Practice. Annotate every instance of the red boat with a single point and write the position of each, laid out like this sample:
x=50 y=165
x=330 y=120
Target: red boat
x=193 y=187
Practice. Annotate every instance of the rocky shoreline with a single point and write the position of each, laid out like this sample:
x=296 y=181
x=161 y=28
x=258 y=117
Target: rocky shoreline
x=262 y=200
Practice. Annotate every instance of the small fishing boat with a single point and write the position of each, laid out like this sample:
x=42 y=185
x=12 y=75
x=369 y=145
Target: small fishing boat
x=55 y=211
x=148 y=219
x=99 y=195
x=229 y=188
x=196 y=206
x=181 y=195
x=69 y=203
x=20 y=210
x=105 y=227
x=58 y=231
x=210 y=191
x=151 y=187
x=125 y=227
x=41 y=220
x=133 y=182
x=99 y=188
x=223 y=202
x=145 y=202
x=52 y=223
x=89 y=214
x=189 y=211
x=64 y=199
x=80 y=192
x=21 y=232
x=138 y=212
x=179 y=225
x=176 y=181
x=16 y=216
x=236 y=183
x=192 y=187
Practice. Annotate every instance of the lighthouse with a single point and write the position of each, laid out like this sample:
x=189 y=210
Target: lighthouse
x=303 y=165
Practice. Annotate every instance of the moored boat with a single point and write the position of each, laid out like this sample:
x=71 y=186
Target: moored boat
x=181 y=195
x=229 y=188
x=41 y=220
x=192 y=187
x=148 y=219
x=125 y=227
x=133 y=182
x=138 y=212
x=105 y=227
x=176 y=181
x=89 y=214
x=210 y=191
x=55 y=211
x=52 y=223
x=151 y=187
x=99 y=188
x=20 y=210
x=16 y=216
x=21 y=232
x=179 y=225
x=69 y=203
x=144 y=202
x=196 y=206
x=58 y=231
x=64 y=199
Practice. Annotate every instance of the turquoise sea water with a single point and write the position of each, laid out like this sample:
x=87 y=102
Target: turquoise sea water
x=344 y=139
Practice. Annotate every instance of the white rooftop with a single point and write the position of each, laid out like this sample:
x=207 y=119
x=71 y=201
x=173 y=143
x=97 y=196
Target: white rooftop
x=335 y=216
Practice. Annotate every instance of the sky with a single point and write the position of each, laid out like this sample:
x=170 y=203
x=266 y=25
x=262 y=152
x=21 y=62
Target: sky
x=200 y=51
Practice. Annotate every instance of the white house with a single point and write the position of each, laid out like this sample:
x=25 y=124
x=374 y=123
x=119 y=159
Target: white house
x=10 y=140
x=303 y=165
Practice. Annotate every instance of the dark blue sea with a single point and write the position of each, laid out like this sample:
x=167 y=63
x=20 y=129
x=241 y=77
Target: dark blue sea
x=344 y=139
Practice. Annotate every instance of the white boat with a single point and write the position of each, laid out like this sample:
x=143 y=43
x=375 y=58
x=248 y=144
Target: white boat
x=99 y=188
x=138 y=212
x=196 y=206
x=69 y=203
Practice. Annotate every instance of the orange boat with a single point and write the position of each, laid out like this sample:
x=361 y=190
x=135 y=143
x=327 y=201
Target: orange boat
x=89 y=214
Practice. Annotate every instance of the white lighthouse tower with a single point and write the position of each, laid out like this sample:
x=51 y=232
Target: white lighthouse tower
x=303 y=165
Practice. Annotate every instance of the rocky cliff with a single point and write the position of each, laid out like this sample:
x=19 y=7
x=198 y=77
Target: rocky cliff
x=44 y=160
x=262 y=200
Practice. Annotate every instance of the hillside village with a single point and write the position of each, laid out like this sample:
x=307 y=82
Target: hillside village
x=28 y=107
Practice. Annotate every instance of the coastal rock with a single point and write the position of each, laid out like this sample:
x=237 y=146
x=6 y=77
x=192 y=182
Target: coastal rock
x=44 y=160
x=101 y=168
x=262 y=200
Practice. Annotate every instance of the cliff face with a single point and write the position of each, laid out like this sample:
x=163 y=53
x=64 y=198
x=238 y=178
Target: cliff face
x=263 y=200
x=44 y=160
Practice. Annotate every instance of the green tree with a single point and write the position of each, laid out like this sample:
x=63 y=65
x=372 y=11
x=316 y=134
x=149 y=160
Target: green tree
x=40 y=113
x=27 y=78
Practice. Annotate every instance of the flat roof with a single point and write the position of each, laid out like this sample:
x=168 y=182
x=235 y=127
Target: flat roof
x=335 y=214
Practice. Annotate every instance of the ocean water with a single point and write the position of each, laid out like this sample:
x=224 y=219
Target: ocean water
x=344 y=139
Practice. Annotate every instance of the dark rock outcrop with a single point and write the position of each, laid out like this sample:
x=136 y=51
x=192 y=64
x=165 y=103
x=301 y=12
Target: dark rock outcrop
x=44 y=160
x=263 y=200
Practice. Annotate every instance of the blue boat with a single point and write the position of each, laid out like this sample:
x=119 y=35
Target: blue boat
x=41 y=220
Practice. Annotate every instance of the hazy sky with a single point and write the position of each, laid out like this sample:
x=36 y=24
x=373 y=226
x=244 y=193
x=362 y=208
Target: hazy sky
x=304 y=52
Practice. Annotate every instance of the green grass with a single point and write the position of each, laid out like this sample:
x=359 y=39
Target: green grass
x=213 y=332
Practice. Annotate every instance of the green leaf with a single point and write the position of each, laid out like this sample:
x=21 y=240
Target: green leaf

## SET EXERCISE
Copy out, word for word, the stretch of the material from the line containing "Practice. Annotate every instance of the green grass" through the end of the material.

## OUTPUT FOR THIS EXERCISE
Practice. Annotate every instance of the green grass with a single point and write the position of each, laid out like this sample:
x=359 y=39
Target: green grass
x=213 y=332
Practice. Annotate every instance of the green leaf with a single point and write the position of each, laid out like this sample:
x=21 y=240
Target: green leaf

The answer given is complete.